:: PROVIDED TEXT ::
By June 4, 2014No Comments

Via the Southeast Texas Record

WILMINGTON, Del. (Legal Newsline) – In an article for the American Journal of Trial Advocacy, former Delaware Superior Court Judge Peggy L. Ableman discussed the difficulties in her experiences accounting for bankruptcy trust recoveries in asbestos lawsuits due to lack of transparency and abusive practices.

Ableman expressed need for coordination between bankruptcy trusts and asbestos litigation in order to appropriately identify the effects fraudulent asbestos claims can have on the “integrity of the judicial process.”

In her article, titled “The Garlock Decision Should be Required Reading for All Trial Court Judges in Asbestos Cases,” she suggests the Garlock Sealing Technologies decision in the U.S. Bankruptcy Court for the Western District of North Carolina “reveals just how widespread the tactics of strategic non-disclosure and trust submission timing have become.”

Ableman’s journey for more transparent courtrooms began when she was assigned to the asbestos litigation docket just before retiring from the Superior Court of the State of Delaware.

“In that capacity, the circumstances of one particular asbestos wrongful death case over which I was to preside unexpectedly thrust me at the center of one of the most controversial issues that has ever dominated asbestos litigation – the lack of any nexus, interface or transparency between the two systems that currently exist for providing compensation to victims of asbestos exposure,” she wrote.

Asbestos claimants seek relief through filing lawsuits against solvent manufacturers of asbestos-containing products and by filing claims with the established asbestos bankruptcy trusts, of which there are more than 60.

Trusts were established under section 524(g) of the Bankruptcy Code and have become a primary source of compensation for asbestos-related injuries, representing a fund worth roughly $30 billion.

In her article, Ableman, who is now special counsel at McCarter & English, explained that transparency reform efforts requiring asbestos claimants to disclose trust submissions have increased recently in order to prevent litigants from presenting two different fact patterns to maximize recovery from both trusts and companies sued in civil courts.

She added that many state trial courts – including Delaware and more recently Wisconsin – already require full disclosure of trust claims as part of their case management orders.

However, she said the problem is that there is no “foolproof” mechanism to enforce the disclosure requirement.

In one particular case, she discovered the morning she was scheduled to preside over an asbestos trial in which neither the plaintiff nor his attorneys failed to disclose a significant number of trust submissions and even withheld a substantial amount of exposure evidence that had been presented to trusts but not to the defendant at trial.

:: ENTRIES PROVIDED ::
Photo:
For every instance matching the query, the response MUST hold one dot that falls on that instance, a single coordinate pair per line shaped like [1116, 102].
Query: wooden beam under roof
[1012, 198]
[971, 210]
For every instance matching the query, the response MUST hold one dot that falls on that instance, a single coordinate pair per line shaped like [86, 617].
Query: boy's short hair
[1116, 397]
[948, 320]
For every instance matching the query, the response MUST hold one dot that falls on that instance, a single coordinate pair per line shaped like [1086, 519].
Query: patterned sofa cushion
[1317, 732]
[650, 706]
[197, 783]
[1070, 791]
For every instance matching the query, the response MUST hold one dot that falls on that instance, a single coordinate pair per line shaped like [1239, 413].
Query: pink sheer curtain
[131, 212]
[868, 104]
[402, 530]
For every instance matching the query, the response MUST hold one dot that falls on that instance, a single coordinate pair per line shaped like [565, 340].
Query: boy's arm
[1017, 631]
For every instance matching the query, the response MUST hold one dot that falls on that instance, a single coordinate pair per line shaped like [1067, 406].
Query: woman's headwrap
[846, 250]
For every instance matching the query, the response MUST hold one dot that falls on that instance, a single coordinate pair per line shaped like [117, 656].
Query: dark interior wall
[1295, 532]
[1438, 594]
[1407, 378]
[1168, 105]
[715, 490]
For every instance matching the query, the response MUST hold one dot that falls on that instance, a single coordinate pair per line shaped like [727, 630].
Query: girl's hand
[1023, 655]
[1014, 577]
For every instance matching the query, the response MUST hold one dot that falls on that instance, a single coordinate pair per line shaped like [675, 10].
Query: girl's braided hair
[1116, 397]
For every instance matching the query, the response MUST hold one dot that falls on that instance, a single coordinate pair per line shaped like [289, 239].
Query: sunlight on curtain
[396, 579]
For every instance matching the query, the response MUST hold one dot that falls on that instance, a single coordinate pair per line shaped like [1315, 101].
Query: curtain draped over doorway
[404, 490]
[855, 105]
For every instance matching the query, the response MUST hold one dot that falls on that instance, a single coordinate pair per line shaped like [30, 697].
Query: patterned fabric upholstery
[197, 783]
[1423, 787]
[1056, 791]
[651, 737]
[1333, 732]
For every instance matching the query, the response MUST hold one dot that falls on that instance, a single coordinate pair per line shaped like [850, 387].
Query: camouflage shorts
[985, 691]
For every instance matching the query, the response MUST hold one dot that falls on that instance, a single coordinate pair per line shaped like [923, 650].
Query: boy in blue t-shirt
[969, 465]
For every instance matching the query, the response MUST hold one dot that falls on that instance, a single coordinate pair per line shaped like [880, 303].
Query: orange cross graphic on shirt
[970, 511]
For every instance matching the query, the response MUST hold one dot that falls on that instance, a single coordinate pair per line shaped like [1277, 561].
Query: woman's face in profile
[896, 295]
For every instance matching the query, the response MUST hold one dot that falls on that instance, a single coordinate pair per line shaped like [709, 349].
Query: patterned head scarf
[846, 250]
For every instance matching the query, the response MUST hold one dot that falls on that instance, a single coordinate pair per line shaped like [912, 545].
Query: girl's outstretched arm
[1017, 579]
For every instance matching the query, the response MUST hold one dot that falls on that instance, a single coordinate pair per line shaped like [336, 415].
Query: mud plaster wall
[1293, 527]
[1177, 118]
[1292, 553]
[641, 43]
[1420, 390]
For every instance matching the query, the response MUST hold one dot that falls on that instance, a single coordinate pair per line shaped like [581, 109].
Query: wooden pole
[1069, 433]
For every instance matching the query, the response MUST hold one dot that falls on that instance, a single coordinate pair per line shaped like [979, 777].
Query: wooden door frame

:: REQUIRED ACTIONS ::
1. According to the news piece on asbestos bankruptcy trusts, roughly how much is the fund represented by the trusts worth?
2. In one to three sentences, explain why the news piece on asbestos bankruptcy trusts says efforts to make claimants disclose their trust submissions have increased.
3. Carry the news piece on asbestos bankruptcy trusts forward by writing the paragraph that comes after its final sentence.

:: OUTPUTS FOR THE TASKS ::
1. Roughly $30 billion.

2. The reforms aim to stop litigants from presenting two different fact patterns, one to the bankruptcy trusts and another to companies sued in civil court, so that they cannot maximize their recovery from both.

3.
Because a pre-scheduled jury was waiting to serve and judicial and administrative resources had already been wasted, Ableman said she “had no choice” but to continue the trial, leading to a dismissal of the case.

“My reaction to the deceptive behavior caught the attention of those who were actively seeking greater transparency between the two compensation systems,” she wrote. “As a result, upon my retirement, I was frequently asked to testify about my experience, unquestionably because the case presents a quintessential example of the abusive practices that members of the asbestos defense bar are actively seeking to curb.”

Ableman’s efforts to encourage reform by testifying and sharing her experience were resisted by members of the plaintiffs’ bar, who argued that no fraud was established and that reform was only a “’solution in search of a problem.’”

Ableman said that while debate over transparency reform continues, Judge George Hodges’ decision in the Garlock bankruptcy case certainly silenced some resistance to bankruptcy trust reforms.

“The Garlock opinion represents a stunning expose’ of the breadth of the practice of withholding exposure evidence concerning the products of bankrupt entities,” she wrote.

In the Garlock case, Hodges strayed from the usual practice of estimating how much money a company must put in a bankruptcy trust, allowing Garlock to present evidence of what it felt was fraud.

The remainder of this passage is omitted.